### WORK TO DO:
In the forum post on integer-valued polynomials, where did the poster repost the question?

### EXCERPTED TEXT:
# Integer valued polynomial through some known points

I have 2 questions, but I'll put both of them here since they are closely related:

An integer valued polynomials $P(x)$ is a polynomial whose value $P(n)\in\mathbb{N}$ for every $n\in\mathbb{N}$.

1-I'm given a set of points with integer coordinates, I know it's possible to construct a Lagrange polynomial passing through them, but is it possible to construct an integer-valued polynomial passing through them? If yes, how? (I'm interested in a generic solution, not in one for a specific set of points)

2-I'm given a set of points with coordinates $(x_i,y_i)$ but this time some or all the $x_i$ are rational numbers, is it still possible to construct an integer valued polynomials passing through these points?

Edit: I reposted on MO this question, where it was answered.

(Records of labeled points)

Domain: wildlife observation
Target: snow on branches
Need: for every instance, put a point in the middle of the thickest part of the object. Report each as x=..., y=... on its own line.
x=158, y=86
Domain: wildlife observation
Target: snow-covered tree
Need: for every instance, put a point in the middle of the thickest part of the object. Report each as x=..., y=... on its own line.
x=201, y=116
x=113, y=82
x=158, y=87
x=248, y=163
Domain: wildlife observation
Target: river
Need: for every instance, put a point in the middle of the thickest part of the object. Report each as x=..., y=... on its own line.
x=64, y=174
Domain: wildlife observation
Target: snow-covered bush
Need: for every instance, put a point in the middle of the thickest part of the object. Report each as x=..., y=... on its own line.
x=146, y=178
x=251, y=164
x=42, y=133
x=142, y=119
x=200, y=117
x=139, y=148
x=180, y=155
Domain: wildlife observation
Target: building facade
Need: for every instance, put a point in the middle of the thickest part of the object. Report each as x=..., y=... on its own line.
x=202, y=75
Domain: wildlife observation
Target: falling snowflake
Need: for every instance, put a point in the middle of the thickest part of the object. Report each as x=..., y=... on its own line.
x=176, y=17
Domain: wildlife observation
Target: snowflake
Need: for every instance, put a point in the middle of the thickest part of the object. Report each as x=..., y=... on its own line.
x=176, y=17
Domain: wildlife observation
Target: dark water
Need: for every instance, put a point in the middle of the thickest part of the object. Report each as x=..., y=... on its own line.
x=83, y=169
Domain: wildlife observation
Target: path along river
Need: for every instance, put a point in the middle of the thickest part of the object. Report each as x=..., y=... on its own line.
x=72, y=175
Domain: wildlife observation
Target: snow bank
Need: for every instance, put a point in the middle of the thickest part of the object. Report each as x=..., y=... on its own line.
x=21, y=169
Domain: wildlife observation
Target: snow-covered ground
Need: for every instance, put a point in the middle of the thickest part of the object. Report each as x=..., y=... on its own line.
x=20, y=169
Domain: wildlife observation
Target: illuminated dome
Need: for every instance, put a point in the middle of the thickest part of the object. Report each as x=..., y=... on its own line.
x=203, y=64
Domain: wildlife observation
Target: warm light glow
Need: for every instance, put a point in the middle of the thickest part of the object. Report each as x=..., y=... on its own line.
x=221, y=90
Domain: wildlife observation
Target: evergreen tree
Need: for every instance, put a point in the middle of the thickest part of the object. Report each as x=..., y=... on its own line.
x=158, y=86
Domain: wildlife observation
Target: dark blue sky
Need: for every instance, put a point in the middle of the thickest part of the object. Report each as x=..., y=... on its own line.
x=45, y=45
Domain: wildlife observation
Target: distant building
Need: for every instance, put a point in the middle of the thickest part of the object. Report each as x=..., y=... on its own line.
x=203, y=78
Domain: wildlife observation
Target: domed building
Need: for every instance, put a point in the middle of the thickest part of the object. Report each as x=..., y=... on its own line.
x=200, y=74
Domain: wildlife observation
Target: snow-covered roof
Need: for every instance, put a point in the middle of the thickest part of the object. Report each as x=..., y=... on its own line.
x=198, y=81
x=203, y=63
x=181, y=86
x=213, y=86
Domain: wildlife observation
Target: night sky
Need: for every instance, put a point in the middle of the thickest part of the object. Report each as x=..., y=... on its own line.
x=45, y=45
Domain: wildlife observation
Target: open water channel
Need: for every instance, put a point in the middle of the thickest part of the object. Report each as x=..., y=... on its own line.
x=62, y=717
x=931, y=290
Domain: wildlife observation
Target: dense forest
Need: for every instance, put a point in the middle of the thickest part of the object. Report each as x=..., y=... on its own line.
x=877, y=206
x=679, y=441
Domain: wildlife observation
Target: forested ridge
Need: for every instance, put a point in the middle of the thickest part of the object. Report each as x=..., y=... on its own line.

### ANSWER IN FULL:
On MO, where it was answered.